TASK TO CARRY OUT - Reproduce the following rows verbatim, omitting the pictures from your answer.

STORED DATA -
▶

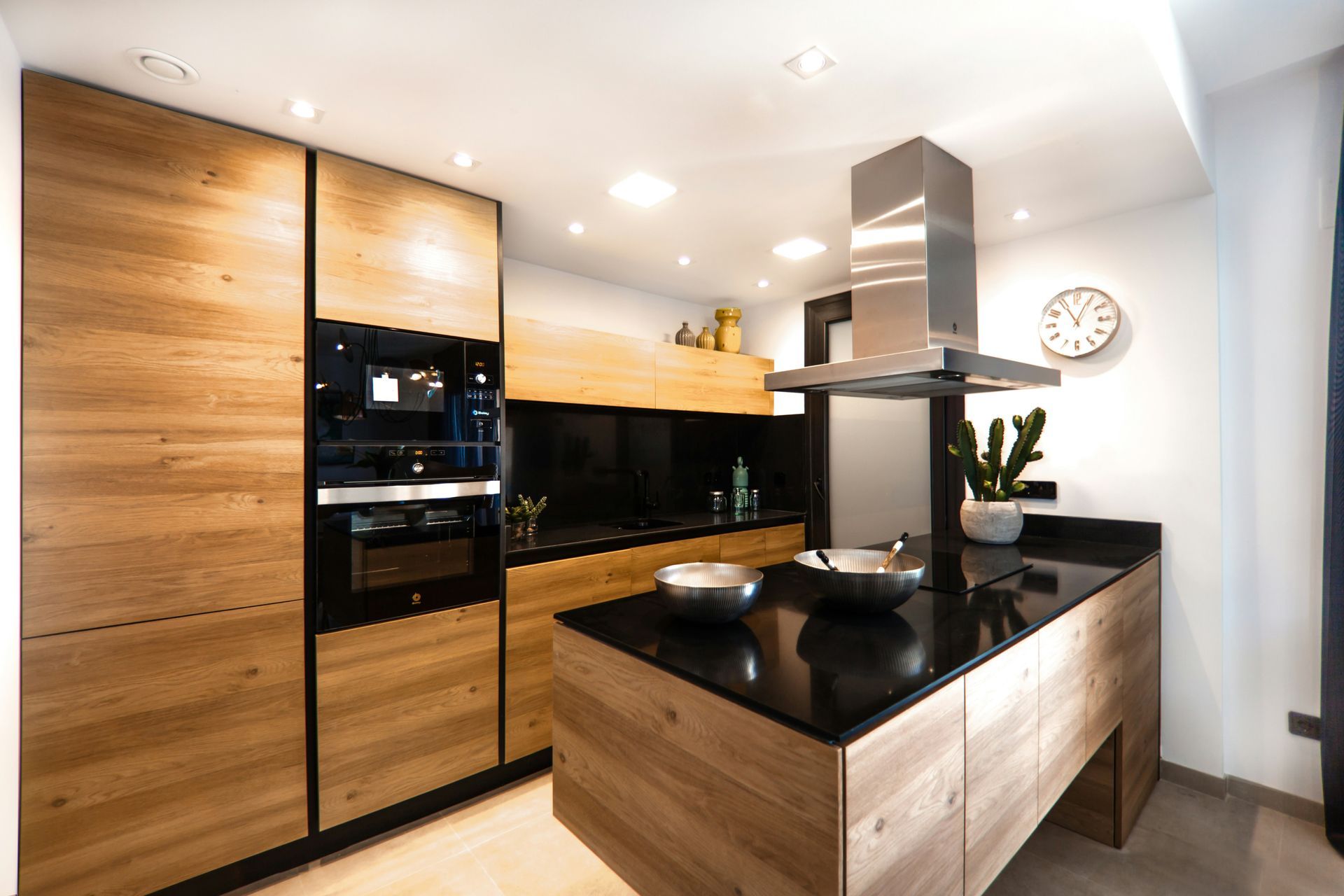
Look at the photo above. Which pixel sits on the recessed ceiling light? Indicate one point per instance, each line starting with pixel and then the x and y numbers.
pixel 163 66
pixel 809 64
pixel 302 109
pixel 800 248
pixel 643 190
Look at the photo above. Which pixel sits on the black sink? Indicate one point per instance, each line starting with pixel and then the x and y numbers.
pixel 643 524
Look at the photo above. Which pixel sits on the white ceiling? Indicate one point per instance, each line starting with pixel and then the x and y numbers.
pixel 1057 105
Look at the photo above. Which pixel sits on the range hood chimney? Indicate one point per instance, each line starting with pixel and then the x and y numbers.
pixel 913 286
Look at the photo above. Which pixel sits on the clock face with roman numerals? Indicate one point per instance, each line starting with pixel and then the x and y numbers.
pixel 1079 321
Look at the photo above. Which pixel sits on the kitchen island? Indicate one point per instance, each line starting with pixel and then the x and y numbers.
pixel 806 751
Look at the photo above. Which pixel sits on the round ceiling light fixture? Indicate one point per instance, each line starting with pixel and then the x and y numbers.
pixel 163 66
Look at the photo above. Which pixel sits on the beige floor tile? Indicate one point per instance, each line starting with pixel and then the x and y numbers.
pixel 503 812
pixel 545 858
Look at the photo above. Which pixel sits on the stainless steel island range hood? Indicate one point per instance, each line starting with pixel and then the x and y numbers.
pixel 913 286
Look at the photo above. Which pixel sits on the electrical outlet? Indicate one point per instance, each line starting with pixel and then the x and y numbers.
pixel 1304 726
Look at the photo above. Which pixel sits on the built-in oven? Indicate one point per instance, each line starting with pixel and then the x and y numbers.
pixel 405 530
pixel 377 384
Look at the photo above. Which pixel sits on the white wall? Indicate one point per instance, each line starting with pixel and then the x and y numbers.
pixel 1278 155
pixel 1132 433
pixel 11 194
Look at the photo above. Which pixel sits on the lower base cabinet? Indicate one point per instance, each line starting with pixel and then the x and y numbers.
pixel 158 751
pixel 405 707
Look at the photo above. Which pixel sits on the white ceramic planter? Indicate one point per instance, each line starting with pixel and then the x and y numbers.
pixel 991 522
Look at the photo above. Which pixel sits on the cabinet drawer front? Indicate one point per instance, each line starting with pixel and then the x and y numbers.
pixel 394 250
pixel 1002 754
pixel 650 559
pixel 536 594
pixel 405 707
pixel 158 751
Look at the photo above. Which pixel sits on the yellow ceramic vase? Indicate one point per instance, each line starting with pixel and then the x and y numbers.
pixel 729 336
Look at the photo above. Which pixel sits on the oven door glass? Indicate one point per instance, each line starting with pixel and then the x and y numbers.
pixel 385 561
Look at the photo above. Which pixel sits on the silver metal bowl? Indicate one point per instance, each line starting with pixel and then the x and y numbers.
pixel 858 586
pixel 708 592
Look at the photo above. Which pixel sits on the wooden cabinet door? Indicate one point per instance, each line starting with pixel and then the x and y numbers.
pixel 1002 752
pixel 692 379
pixel 783 542
pixel 1105 663
pixel 650 559
pixel 158 751
pixel 536 594
pixel 553 363
pixel 905 801
pixel 1063 706
pixel 163 363
pixel 405 707
pixel 394 250
pixel 746 547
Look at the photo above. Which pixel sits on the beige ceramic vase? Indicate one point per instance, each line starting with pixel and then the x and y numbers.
pixel 729 336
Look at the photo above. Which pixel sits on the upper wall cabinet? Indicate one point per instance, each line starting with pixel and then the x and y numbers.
pixel 163 363
pixel 394 250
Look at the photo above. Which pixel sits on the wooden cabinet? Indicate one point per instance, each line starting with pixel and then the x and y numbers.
pixel 1105 663
pixel 394 250
pixel 1063 706
pixel 405 707
pixel 1002 754
pixel 554 363
pixel 163 363
pixel 158 751
pixel 905 808
pixel 651 558
pixel 692 379
pixel 536 594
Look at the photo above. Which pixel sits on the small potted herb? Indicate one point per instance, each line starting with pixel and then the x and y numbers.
pixel 992 514
pixel 522 516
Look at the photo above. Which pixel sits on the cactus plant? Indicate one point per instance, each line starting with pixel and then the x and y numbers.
pixel 990 477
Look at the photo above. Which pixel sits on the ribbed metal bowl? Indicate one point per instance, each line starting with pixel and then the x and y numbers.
pixel 708 592
pixel 858 586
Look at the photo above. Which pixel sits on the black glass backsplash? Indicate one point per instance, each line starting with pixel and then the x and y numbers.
pixel 558 449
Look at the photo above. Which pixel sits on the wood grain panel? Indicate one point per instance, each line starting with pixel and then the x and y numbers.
pixel 905 801
pixel 783 542
pixel 394 250
pixel 650 559
pixel 553 363
pixel 685 793
pixel 405 707
pixel 1142 603
pixel 536 594
pixel 692 379
pixel 1063 706
pixel 158 751
pixel 746 548
pixel 163 363
pixel 1002 754
pixel 1105 663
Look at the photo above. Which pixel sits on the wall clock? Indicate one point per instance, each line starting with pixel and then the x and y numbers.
pixel 1079 321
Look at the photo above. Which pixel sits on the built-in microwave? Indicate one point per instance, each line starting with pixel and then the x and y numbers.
pixel 378 384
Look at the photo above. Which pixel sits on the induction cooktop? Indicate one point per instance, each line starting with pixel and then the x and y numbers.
pixel 956 566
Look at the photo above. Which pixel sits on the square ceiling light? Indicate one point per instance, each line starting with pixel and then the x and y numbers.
pixel 800 248
pixel 643 190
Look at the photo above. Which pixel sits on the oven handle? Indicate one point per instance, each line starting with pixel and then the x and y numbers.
pixel 419 492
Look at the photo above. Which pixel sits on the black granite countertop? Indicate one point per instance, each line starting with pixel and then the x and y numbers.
pixel 556 543
pixel 835 676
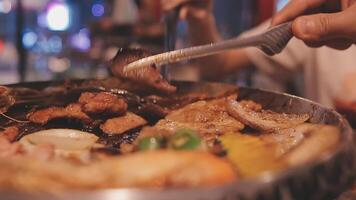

◀

PROBLEM SOLUTION -
Look at the photo above. Which pixel sits on the recessed ceiling light? Indicate one point per instance, each line starting with pixel and then the x and y numbers.
pixel 163 66
pixel 809 64
pixel 302 109
pixel 800 248
pixel 643 190
Look at the photo above. Which pixel sits on the black sink? Indicate one point per instance, each line starting with pixel and then the x and y numbers.
pixel 643 524
Look at the photo above. Which pixel sits on the white ceiling? Indicate one point per instance, each line starting with pixel and then the x and y numbers.
pixel 1057 105
Look at the photo above. Which pixel sits on the range hood chimney? Indicate one point per instance, each line starting with pixel and then the x and y numbers.
pixel 913 286
Look at the photo above. Which pixel sits on the clock face with roman numerals? Indicate one point per instance, each line starting with pixel and then the x and y numbers.
pixel 1079 321
Look at the photo above. Which pixel sits on the kitchen island? Indicate one point per instance, each line starting with pixel and then the x and y numbers.
pixel 806 751
Look at the photo above. Which pixel sits on the round ceiling light fixture? Indicate one point per instance, each line starting with pixel and then the x and y numbers.
pixel 163 66
Look at the photo above. Which pixel sits on the beige floor tile? Indicate one point per instance, each line starting with pixel and then the x and y numbers.
pixel 503 812
pixel 545 858
Look at the photo above. Which pixel sits on the stainless steel island range hood? Indicate one point per instance, each line starting with pixel and then the x and y numbers.
pixel 913 286
Look at the photo above. Which pixel sits on the electrical outlet? Indicate one point per instance, each line starting with pixel and then the x and y numbers.
pixel 1304 726
Look at the photo above. Which pixel sits on the built-in oven? Indicate one point per instance, each line starting with pixel and then the x and y numbers.
pixel 405 530
pixel 377 384
Look at the photo above. Which pixel sits on the white wall? Indicate one point per instance, each line starting with pixel and then the x and y numbers.
pixel 1278 155
pixel 1132 433
pixel 11 194
Look at the photo above. Which pixel sits on the lower base cabinet? Indicate one point per instance, each line starting with pixel and then the x and y numbers.
pixel 158 751
pixel 405 707
Look at the photo above. Which pixel sits on the white ceramic planter? Indicate one point per instance, each line starting with pixel and then the x and y numbers.
pixel 991 522
Look at the photo above. Which pixel sits on the cabinet drawer front? Indicate one point per instance, each line starting with pixel and then the x and y numbers.
pixel 394 250
pixel 1002 754
pixel 650 559
pixel 536 594
pixel 405 707
pixel 158 751
Look at the photo above. Which pixel sits on the yellow ceramic vase? Indicate one point per instance, each line starting with pixel and then the x and y numbers.
pixel 729 336
Look at the photo above. Which pixel sits on the oven door glass? Indicate one point per instance, each line starting with pixel and then the x and y numbers.
pixel 385 561
Look at the photo above. Which pixel sits on the silver metal bowl? Indicate one point per instance, each line starting with pixel and then the x and y numbers.
pixel 858 586
pixel 708 592
Look at the photo above. Which pixel sits on the wooden cabinet door? Indicate one point per instance, each line starting with pixel and then the x and y numbers.
pixel 1002 752
pixel 692 379
pixel 783 542
pixel 1105 663
pixel 650 559
pixel 158 751
pixel 536 594
pixel 553 363
pixel 905 801
pixel 1063 706
pixel 163 363
pixel 405 707
pixel 394 250
pixel 746 547
Look at the photo above. Which pixel sits on the beige ceramic vase? Indicate one point per instance, each line starting with pixel and then the x and y numbers.
pixel 729 336
Look at the photo above. Which pixel sits on the upper wall cabinet? Indicate one point per instance, each line starting with pixel and then the x and y numbers.
pixel 163 363
pixel 394 250
Look at the photo above. Which pixel sits on the wooden cabinet? Indicate one point per instance, each line starting with pixel and then the x and y numbers.
pixel 1105 663
pixel 394 250
pixel 1063 706
pixel 405 707
pixel 1002 754
pixel 554 363
pixel 163 363
pixel 158 751
pixel 905 808
pixel 651 558
pixel 692 379
pixel 536 594
Look at the photo above. Which pixel sits on the small potted herb? Indicate one point per instance, each line starting with pixel and then the x and y numbers.
pixel 992 514
pixel 522 516
Look at the photo above. Which pixel sits on the cactus plant? Indicate one point per instance, each line starting with pixel and then the x and y numbers.
pixel 990 477
Look at the photo above. Which pixel sits on the ribbed metal bowl? Indicate one point per instance, each line starting with pixel and then the x and y numbers.
pixel 708 592
pixel 858 586
Look at the photo above. Which pixel sits on the black glass backsplash? Indicate one point per instance, each line starting with pixel and then the x and y numbers.
pixel 558 449
Look at the photo above. Which pixel sits on the wood grain panel? Indicate one point per instance, each line starting with pixel and then the x and y numbers.
pixel 905 801
pixel 783 542
pixel 394 250
pixel 650 559
pixel 553 363
pixel 685 793
pixel 405 707
pixel 1142 603
pixel 536 594
pixel 692 379
pixel 1063 706
pixel 158 751
pixel 746 548
pixel 163 363
pixel 1002 754
pixel 1105 663
Look at the photo above. Which pixel sits on the wall clock? Indicate one point per instance, each line starting with pixel and then the x and y numbers.
pixel 1079 321
Look at the photo above. Which pixel sits on the built-in microwave? Indicate one point per instance, each line starting with pixel and then the x and y numbers.
pixel 378 384
Look at the photo above. Which pixel sits on the induction cooktop? Indicate one point per instance, each line starting with pixel and then the x and y numbers.
pixel 956 566
Look at the photo above. Which pixel sits on the square ceiling light? Indicate one point per instance, each line starting with pixel and then the x and y numbers.
pixel 800 248
pixel 643 190
Look at the photo above. Which pixel sits on the oven handle? Indicate one point per instance, each line starting with pixel and then the x and y numbers.
pixel 419 492
Look at the photo above. Which pixel sits on the black granite countertop? Indicate one point per instance, each line starting with pixel and then the x and y numbers.
pixel 556 543
pixel 835 676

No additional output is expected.